▶ Dataset extract
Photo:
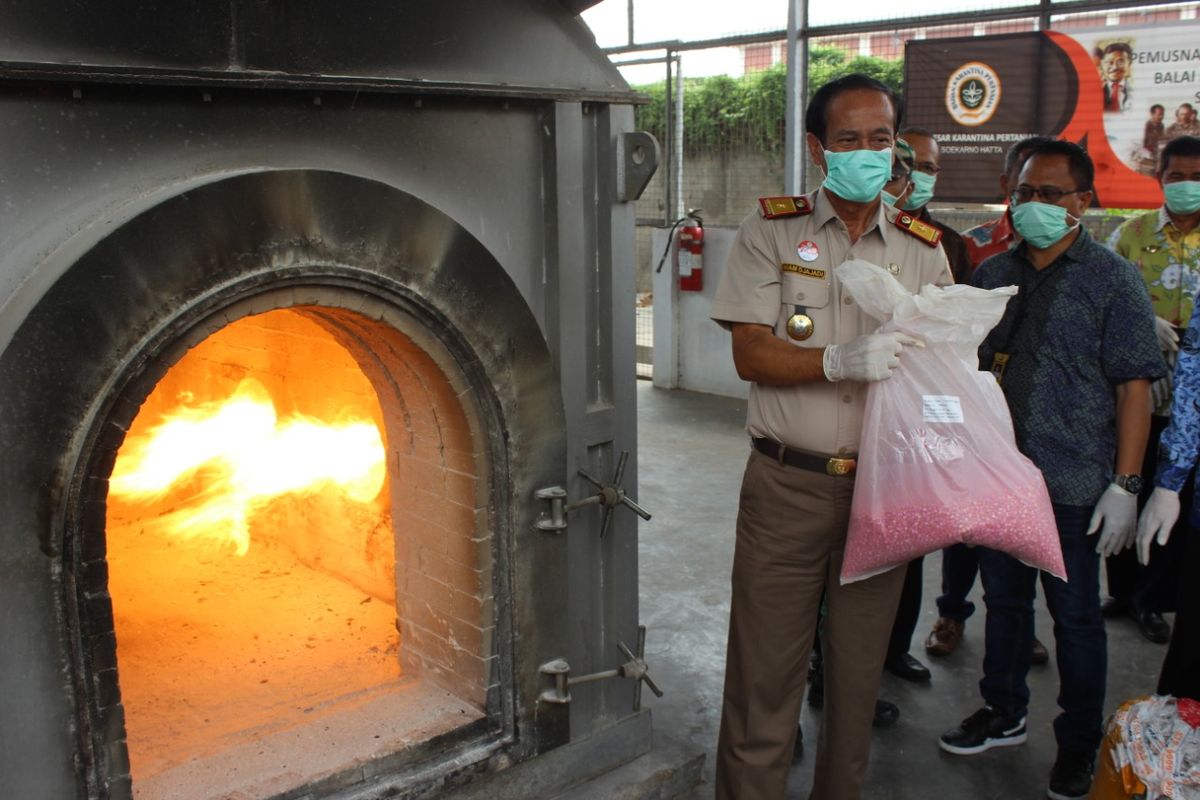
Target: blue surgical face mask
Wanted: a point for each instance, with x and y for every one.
(922, 192)
(1041, 223)
(857, 175)
(1182, 197)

▶ Required work
Write out every line of the records above word for word, but leave the pictures out.

▶ Finished answer
Photo:
Target: blue surgical face mask
Wanted: a point for each instance, with x and y for every one.
(922, 192)
(1041, 223)
(857, 175)
(1182, 197)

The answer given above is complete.